◆ What needs to be done ◆
Put each line of the material below into a JSON list of strings, one string per line, leaving out any blank lines.

◆ Exercise inputs ◆
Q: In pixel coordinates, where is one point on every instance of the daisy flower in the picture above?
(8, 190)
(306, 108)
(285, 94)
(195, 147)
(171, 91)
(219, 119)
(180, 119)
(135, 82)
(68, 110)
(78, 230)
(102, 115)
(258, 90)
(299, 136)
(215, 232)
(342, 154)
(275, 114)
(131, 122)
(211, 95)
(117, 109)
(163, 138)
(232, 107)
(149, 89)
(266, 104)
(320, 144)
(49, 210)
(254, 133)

◆ The reply ◆
[
  "Q: In pixel coordinates, where is one point on every instance of the daisy flower in the picture above?",
  "(8, 190)",
  "(306, 108)",
  "(285, 94)",
  "(195, 147)",
  "(171, 91)",
  "(219, 119)",
  "(180, 119)",
  "(135, 82)",
  "(68, 110)",
  "(78, 230)",
  "(102, 115)",
  "(258, 90)",
  "(299, 136)",
  "(215, 232)",
  "(342, 154)",
  "(275, 114)",
  "(131, 122)",
  "(211, 95)",
  "(117, 109)",
  "(163, 138)",
  "(232, 107)",
  "(149, 89)",
  "(266, 104)",
  "(320, 144)",
  "(49, 210)",
  "(254, 133)"
]